What the task requires: Print the data exactly as it is given, please.

Point-based annotation data
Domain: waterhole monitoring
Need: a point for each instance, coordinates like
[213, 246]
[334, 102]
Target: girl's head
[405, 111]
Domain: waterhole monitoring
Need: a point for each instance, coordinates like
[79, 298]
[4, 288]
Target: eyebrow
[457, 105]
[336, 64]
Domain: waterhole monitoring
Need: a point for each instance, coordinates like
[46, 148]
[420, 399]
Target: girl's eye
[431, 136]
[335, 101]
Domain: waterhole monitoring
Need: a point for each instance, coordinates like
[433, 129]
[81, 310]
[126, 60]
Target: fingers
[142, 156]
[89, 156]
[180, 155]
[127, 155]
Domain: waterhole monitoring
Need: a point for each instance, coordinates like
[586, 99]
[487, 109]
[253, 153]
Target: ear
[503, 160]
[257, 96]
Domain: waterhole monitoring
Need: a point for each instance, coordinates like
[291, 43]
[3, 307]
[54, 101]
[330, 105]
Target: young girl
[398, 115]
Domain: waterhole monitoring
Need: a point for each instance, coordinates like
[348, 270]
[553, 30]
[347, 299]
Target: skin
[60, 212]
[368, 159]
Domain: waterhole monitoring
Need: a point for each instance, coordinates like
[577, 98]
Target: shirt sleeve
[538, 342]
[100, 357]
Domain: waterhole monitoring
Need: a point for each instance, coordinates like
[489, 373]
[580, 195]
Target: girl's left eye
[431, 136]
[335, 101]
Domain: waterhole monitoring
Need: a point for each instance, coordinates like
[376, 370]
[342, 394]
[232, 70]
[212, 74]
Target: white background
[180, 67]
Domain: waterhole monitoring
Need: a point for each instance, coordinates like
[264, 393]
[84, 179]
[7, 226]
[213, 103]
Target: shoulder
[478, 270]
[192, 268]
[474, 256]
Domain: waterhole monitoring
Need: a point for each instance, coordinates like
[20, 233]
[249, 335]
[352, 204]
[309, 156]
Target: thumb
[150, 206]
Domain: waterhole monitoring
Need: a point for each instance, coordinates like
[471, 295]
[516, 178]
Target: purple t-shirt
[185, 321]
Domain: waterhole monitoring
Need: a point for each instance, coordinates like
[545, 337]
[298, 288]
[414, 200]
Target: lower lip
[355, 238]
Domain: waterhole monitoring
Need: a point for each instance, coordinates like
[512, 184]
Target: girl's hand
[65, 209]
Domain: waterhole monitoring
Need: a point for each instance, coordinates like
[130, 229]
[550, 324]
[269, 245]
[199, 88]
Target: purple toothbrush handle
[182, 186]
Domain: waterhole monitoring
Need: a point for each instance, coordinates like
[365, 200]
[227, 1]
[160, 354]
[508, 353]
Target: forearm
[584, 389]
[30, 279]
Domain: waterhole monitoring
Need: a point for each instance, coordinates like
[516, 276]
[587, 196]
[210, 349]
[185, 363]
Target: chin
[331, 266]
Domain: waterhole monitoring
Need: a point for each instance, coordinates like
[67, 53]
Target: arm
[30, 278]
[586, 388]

Full solution:
Domain: waterhole monitoring
Need: a point for each instance, coordinates like
[213, 246]
[334, 102]
Target: girl's head
[405, 111]
Domain: waterhole monitoring
Need: a point for each instance, coordinates like
[79, 298]
[4, 288]
Target: eyebrow
[457, 105]
[336, 64]
Domain: waterhole monitoring
Need: a point for each instance, coordinates like
[46, 148]
[420, 399]
Target: girl's eye
[431, 136]
[335, 101]
Domain: waterhole monitoring
Need: a point for each instance, coordinates like
[433, 129]
[81, 310]
[126, 60]
Target: fingers
[142, 156]
[89, 156]
[180, 155]
[127, 155]
Domain: waterhole monitoring
Need: a point for each instance, coordinates like
[586, 99]
[487, 109]
[253, 153]
Target: ear
[503, 160]
[257, 96]
Domain: waterhole monitoring
Need: a point for each instance, coordinates like
[291, 43]
[3, 307]
[54, 101]
[330, 105]
Target: young girl
[398, 115]
Domain: waterhole monitoring
Need: a point for each instance, coordinates like
[348, 270]
[553, 30]
[347, 299]
Target: skin
[60, 212]
[368, 159]
Domain: waterhole monitoring
Need: a point for each instance, coordinates like
[577, 98]
Target: shirt sleeve
[538, 342]
[100, 357]
Domain: waterhole monitoring
Need: a point for each instance, coordinates like
[489, 373]
[580, 195]
Target: girl's left eye
[431, 136]
[335, 101]
Domain: waterhole monitoring
Need: a point for each instance, coordinates like
[376, 370]
[342, 394]
[232, 70]
[212, 74]
Target: white background
[180, 67]
Domain: waterhole monitoring
Need: a point for each instance, coordinates like
[264, 393]
[84, 179]
[7, 226]
[213, 103]
Target: shoulder
[478, 270]
[192, 268]
[474, 256]
Domain: waterhole monitoring
Need: a point for each instance, coordinates like
[20, 233]
[249, 335]
[352, 204]
[309, 156]
Target: thumb
[150, 206]
Domain: waterhole monitoring
Need: a point for each instance, coordinates like
[471, 295]
[516, 178]
Target: purple t-shirt
[185, 321]
Domain: waterhole monitoring
Need: a point for each instance, coordinates like
[545, 337]
[298, 288]
[414, 200]
Target: lower lip
[355, 238]
Domain: waterhole monitoring
Need: a point for each instance, coordinates like
[512, 184]
Target: girl's hand
[65, 209]
Domain: waterhole monitoring
Need: a point for each instance, coordinates like
[130, 229]
[550, 324]
[269, 245]
[199, 88]
Target: purple toothbrush handle
[182, 186]
Domain: waterhole monitoring
Need: a point for each instance, coordinates like
[365, 200]
[227, 1]
[160, 354]
[508, 353]
Target: forearm
[584, 389]
[30, 279]
Domain: waterhole monitoring
Need: a point for each instance, coordinates like
[516, 276]
[587, 196]
[210, 349]
[185, 363]
Target: chin
[331, 266]
Domain: waterhole monitoring
Need: a point for each instance, coordinates like
[67, 53]
Target: arm
[30, 278]
[586, 388]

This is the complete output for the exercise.